Como um bando de hippies maconheiros da Califórnia criou a computação pessoal

Todo mundo peladão, rock nas caixas, cilindros de gás hilariante, pavões passeando seus rabos coloridos pelo jardim. "Foi nessas festas que descobri quem era e quem não era circuncidado no Vale."

O "vale" é o do Silício, que na época nem se chamava assim, era o vale de Santa Clara, perto da Universidade Stanford. E quem descreve a festança é a mulher de um dos principais pesquisadores da ciência da computação que atuavam por lá.

Estamos nos anos 60, norte da Califórnia, geração pós-beatnik, contracultura, pacifismo e curtição hippie no auge. Também muito ativa, mas bem menos visível, é a comunidade científica que gestava a ideia de um computador pessoal (PC) e, em última análise, da internet como hoje a conhecemos.

A tese do autor americano John Markoff, repórter de tecnologia do "New York Times", é que hippies e nerds foram muito mais próximos do que nosso senso comum imagina. Que o próprio conceito de computação pessoal, e do computador como ferramenta de libertação, deriva diretamente da contracultura e deseu desprezo pelo poder centralizado.

Markoff desenvolve o tema no livro "What the Dormouse Said". O título cita o último verso da canção "White Rabbit", da banda californiana Jefferson Airplane, que por sua vez faz referência a "Alice no País das Maravilhas".

O herói de Markoff é quase um desconhecido: Douglas Engelbart, morto em julho passado, aos 88 anos. Nos anos 60 e 70, Engelbart chefiava, em Stanford, o Laboratório de Ampliação do Intelecto Humano.

O cientista via o computador como um instrumento individual, que elevaria o homem a novos horizontes. Assim como os hippies usavam o LSD para atingir níveis de consciência antes inalcançáveis.

------------------------------------

LISTA DE TAREFAS -
- 1) Segundo o texto sobre a origem da computação pessoal, que laboratório Douglas Engelbart chefiava em Stanford nos anos 60 e 70?
- 2) Devolva, sem nenhuma alteração, o trecho do texto sobre a origem da computação pessoal entre "O herói de Markoff" e "consciência antes inalcançáveis.", inclusive.
A listagem é um material à parte, independente do texto.

------------------------------------

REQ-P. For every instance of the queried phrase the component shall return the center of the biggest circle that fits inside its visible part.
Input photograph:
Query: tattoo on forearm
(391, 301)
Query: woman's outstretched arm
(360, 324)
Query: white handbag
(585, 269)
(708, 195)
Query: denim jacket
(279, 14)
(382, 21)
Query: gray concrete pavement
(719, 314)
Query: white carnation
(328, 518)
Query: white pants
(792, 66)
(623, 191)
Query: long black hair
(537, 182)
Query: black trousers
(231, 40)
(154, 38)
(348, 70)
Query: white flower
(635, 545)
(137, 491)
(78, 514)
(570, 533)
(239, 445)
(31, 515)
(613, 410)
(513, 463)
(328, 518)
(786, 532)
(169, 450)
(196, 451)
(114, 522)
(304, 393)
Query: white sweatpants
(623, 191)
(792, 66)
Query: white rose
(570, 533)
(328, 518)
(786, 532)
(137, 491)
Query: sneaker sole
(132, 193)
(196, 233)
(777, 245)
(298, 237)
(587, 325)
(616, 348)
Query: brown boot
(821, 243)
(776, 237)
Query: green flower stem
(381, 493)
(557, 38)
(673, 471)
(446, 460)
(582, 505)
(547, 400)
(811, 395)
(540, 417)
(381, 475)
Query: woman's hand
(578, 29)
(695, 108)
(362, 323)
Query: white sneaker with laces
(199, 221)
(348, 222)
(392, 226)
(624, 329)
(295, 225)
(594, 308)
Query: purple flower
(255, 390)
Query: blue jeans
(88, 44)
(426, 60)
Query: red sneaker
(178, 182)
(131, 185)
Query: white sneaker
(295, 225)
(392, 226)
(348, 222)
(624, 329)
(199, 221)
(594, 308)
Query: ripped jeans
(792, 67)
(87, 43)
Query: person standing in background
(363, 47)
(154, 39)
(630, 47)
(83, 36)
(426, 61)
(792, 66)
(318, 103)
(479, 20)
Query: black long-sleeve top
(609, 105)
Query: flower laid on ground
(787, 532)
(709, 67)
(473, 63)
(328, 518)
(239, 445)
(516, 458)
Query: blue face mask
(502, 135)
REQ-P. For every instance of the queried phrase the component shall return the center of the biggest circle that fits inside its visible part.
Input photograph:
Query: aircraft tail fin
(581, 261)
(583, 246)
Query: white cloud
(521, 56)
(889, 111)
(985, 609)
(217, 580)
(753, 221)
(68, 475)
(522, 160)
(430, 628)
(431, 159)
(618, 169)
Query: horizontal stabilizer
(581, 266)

------------------------------------

RESPOSTAS DO EXERCÍCIO -
- 1) O Laboratório de Ampliação do Intelecto Humano.

- 2)
O herói de Markoff é quase um desconhecido: Douglas Engelbart, morto em julho passado, aos 88 anos. Nos anos 60 e 70, Engelbart chefiava, em Stanford, o Laboratório de Ampliação do Intelecto Humano.

O cientista via o computador como um instrumento individual, que elevaria o homem a novos horizontes. Assim como os hippies usavam o LSD para atingir níveis de consciência antes inalcançáveis.